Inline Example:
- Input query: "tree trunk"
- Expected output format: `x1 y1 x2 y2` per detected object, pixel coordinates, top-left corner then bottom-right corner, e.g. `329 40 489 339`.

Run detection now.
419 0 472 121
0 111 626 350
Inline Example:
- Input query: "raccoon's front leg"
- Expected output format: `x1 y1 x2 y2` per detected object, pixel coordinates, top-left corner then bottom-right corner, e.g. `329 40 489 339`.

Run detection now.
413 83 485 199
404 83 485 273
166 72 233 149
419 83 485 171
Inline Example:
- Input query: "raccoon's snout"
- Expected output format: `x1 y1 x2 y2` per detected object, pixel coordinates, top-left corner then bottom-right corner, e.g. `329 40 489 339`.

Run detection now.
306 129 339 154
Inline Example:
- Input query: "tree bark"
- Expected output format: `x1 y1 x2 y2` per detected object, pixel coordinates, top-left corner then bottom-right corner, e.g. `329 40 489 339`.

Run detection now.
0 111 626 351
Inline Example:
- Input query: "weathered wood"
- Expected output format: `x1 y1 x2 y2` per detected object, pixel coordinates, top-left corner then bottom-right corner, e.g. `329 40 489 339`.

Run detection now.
* * * * * * *
_GOAL:_ Rewrite every line of the listing above as a numbered list, leaving out the blank lines.

_EXERCISE SOLUTION:_
1. Inline Example:
2. - Input query: "tree trunk"
3. - Expected output format: `x1 y1 x2 y2` per detected object, pixel coordinates, top-left corner then bottom-right corner, e.g. `329 40 489 339`.
4. Run detection now.
5. 419 0 472 121
6. 0 111 626 350
7. Inline Example:
8. - Input query: "raccoon's front leg"
9. - Expected output format: `x1 y1 x2 y2` per detected object, pixel coordinates, top-left corner then bottom-right corner, e.g. `329 40 489 339`.
10. Run detection now.
11. 413 83 485 199
12. 404 83 485 273
13. 166 72 233 149
14. 419 83 485 171
15. Inline Example:
16. - Input query: "raccoon's snout"
17. - Expected output format: `x1 y1 x2 y2` per detected object, pixel coordinates, top-left corner then bottom-right corner, e.g. `329 40 489 339`.
18. Run detection now.
19. 306 129 339 154
20. Inline Example:
21. - Input query: "tree bark"
22. - Expected output format: `x1 y1 x2 y2` per detected object, pixel coordinates, top-left corner then bottom-right corner, e.g. `329 40 489 339`.
23. Run detection now.
24. 0 111 626 351
25. Inline Example:
26. - Input query: "weathered wood"
27. - Expected output format: `x1 y1 x2 y2` per detected object, pixel coordinates, top-left corner then bottom-right corner, e.g. `329 40 489 339`.
28. Run detection now.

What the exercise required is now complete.